- **STATED GOAL**: Transcribe all records exactly.

— START DATA FOR THE TASK —

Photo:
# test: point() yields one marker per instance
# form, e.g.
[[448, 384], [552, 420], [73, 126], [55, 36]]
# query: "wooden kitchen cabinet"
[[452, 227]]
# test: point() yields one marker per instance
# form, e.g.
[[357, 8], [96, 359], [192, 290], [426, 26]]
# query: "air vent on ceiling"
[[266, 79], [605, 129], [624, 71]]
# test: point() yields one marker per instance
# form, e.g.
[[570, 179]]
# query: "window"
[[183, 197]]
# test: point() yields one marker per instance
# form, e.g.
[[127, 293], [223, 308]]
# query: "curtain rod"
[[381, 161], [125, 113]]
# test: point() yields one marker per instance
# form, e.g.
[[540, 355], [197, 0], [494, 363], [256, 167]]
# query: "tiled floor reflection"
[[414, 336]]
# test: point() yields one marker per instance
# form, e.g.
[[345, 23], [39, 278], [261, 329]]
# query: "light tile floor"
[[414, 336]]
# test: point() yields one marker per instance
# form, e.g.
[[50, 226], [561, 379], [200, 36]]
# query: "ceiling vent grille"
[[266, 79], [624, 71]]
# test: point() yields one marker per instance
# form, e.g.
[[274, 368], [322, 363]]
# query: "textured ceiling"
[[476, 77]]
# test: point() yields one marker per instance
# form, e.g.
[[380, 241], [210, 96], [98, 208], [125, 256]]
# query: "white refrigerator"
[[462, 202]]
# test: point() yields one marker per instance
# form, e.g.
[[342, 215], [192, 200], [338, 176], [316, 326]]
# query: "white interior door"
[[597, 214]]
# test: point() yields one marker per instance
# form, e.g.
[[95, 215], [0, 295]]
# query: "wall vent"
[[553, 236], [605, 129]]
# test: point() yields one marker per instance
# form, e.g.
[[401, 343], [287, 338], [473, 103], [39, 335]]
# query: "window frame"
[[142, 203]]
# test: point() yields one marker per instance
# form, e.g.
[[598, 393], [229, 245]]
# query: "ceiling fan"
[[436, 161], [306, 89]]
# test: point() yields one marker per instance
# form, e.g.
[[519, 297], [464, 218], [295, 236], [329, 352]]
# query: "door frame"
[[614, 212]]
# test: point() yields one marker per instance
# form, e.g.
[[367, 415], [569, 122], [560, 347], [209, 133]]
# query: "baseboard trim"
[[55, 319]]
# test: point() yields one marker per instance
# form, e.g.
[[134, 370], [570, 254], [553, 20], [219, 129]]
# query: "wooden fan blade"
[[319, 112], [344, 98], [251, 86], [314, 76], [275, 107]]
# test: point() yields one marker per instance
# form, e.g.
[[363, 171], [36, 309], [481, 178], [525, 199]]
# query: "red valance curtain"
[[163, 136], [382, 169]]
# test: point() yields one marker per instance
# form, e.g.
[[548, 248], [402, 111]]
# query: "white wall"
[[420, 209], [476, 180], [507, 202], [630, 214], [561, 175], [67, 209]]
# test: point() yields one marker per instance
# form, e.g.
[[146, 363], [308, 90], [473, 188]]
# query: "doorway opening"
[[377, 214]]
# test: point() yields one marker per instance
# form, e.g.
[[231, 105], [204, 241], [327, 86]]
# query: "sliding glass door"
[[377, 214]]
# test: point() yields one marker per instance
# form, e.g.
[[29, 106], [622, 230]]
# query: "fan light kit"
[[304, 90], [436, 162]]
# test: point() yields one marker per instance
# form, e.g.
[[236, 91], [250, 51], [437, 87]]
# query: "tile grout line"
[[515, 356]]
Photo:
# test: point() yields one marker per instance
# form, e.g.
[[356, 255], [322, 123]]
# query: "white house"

— END DATA FOR THE TASK —

- **OUTPUT**:
Photo:
# test: point() yields one marker per instance
# form, e.g.
[[448, 384], [552, 420], [73, 126], [55, 36]]
# query: "wooden kitchen cabinet"
[[452, 227]]
# test: point() yields one marker per instance
# form, e.g.
[[357, 8], [96, 359], [192, 290], [426, 26]]
# query: "air vent on ceiling"
[[266, 79], [605, 129], [624, 71]]
# test: point() yields one marker per instance
# form, e.g.
[[570, 179]]
# query: "window"
[[183, 197]]
# test: point() yields one marker per instance
# form, e.g.
[[127, 293], [223, 308]]
# query: "curtain rod"
[[381, 161], [125, 113]]
# test: point() yields one marker per instance
# form, e.g.
[[540, 355], [197, 0], [494, 363], [256, 167]]
# query: "tiled floor reflection"
[[414, 336]]
# test: point() yields one marker per instance
# form, e.g.
[[345, 23], [39, 278], [261, 329]]
# query: "light tile floor"
[[414, 336]]
# test: point() yields one marker per instance
# form, e.g.
[[50, 226], [561, 379], [200, 36]]
# query: "ceiling vent grille"
[[266, 79], [624, 71]]
# test: point() yields one marker per instance
# form, e.g.
[[274, 368], [322, 363]]
# query: "textured ceiling"
[[476, 77]]
# test: point() yields one marker per instance
# form, e.g.
[[380, 241], [210, 96], [98, 208], [125, 256]]
# query: "white refrigerator"
[[462, 202]]
# test: point() yields one marker per instance
# form, e.g.
[[342, 215], [192, 200], [338, 176], [316, 326]]
# query: "white interior door"
[[597, 214]]
# test: point() yields one marker per instance
# form, e.g.
[[95, 215], [0, 295]]
# query: "wall vent"
[[553, 236], [605, 129]]
# test: point() yields one marker per instance
# form, e.g.
[[401, 343], [287, 338], [473, 103], [39, 335]]
# query: "window frame"
[[142, 203]]
# test: point() yields one marker per instance
# form, e.g.
[[598, 393], [229, 245]]
# query: "ceiling fan"
[[436, 161], [306, 89]]
# test: point() yields one marker per instance
# form, e.g.
[[519, 297], [464, 218], [295, 236], [329, 352]]
# query: "door frame"
[[614, 212]]
# test: point() yields one marker per instance
# form, e.g.
[[367, 415], [569, 122], [560, 347], [209, 133]]
# query: "baseboard trim"
[[55, 319]]
# test: point() yields one marker per instance
# form, e.g.
[[134, 370], [570, 254], [553, 20], [219, 129]]
# query: "wooden fan blade"
[[319, 112], [344, 98], [251, 86], [314, 76], [275, 107]]
# test: point() yields one marker per instance
# form, e.g.
[[363, 171], [36, 309], [481, 178], [525, 199]]
# query: "red valance curtain"
[[163, 136], [382, 169]]
# test: point() yields one marker per instance
# form, e.g.
[[548, 248], [402, 111]]
# query: "white wall"
[[420, 209], [476, 180], [507, 202], [630, 214], [561, 175], [67, 209]]
# test: point() yields one marker per instance
# form, e.g.
[[146, 363], [308, 90], [473, 188]]
# query: "doorway opening"
[[377, 214]]
# test: point() yields one marker per instance
# form, e.g.
[[231, 105], [204, 241], [327, 86]]
# query: "sliding glass door"
[[377, 214]]
# test: point() yields one marker per instance
# form, e.g.
[[29, 106], [622, 230]]
# query: "fan light kit"
[[304, 90], [436, 162]]
# test: point() yields one marker per instance
# form, e.g.
[[236, 91], [250, 51], [437, 87]]
# query: "tile grout line"
[[515, 356]]
Photo:
# test: point() yields one marker per instance
# form, e.g.
[[356, 255], [322, 123]]
# query: "white house"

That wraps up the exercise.